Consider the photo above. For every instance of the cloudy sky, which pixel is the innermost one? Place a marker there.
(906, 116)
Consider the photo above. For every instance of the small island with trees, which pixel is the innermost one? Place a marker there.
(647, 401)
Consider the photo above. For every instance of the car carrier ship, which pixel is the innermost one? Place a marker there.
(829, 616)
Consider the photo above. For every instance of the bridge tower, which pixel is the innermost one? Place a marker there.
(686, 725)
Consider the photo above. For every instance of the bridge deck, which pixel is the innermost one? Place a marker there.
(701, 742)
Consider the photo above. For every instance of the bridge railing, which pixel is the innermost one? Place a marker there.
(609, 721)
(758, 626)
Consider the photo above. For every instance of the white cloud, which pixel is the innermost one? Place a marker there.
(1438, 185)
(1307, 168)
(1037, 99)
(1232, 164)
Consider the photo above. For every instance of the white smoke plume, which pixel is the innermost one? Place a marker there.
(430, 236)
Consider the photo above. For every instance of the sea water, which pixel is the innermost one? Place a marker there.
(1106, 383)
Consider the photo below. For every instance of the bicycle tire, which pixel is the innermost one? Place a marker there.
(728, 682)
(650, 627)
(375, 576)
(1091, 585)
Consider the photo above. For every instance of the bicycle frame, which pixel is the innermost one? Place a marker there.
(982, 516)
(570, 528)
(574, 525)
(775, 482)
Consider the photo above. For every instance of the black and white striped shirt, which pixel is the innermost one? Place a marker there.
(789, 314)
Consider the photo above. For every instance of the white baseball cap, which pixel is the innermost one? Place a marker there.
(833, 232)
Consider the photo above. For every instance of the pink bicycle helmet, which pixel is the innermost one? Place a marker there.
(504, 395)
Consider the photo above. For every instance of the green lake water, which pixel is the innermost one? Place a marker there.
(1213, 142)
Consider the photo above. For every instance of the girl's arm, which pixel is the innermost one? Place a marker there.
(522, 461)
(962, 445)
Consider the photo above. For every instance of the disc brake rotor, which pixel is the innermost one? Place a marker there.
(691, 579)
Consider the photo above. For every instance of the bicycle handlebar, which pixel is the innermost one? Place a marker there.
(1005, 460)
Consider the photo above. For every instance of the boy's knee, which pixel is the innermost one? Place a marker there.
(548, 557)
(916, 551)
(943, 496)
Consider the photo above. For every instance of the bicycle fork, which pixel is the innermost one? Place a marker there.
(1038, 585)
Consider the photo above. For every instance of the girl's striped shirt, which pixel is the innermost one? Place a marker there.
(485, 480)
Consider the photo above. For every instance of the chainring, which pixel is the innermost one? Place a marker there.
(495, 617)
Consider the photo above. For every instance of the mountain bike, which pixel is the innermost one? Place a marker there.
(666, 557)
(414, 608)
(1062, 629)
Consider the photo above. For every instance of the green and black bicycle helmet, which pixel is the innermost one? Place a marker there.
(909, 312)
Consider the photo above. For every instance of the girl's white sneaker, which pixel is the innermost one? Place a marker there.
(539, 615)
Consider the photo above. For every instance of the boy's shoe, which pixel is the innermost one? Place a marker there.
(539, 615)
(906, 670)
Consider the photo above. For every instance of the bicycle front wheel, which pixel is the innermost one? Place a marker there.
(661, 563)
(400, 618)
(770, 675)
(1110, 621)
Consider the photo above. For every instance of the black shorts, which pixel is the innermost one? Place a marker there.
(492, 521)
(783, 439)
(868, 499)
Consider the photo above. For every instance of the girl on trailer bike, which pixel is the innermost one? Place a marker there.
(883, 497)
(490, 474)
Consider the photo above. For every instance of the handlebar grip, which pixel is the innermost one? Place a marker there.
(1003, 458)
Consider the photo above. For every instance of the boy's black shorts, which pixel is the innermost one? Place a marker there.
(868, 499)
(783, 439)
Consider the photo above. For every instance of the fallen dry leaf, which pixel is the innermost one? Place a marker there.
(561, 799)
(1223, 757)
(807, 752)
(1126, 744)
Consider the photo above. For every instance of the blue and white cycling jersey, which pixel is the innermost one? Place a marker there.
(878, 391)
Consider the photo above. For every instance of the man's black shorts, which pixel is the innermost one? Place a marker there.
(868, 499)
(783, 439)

-------------------------

Put the part of the listing that opens with the line containing "Consider the photo above. For every instance of the sea" and closes with the line containing "(1091, 585)" into a two-column CSV with the columns text and answer. Each row should pair one text with its answer, with every field in quotation marks and line breaks replaced by spaces.

text,answer
"Consider the photo above. For every instance of the sea water, which pixel is the innermost one? Place a marker there.","(1106, 383)"
"Consider the photo below. For every instance of the bicycle tire, which pixel is the innermost one? Place a marker there.","(728, 682) (650, 627) (375, 576) (1091, 585)"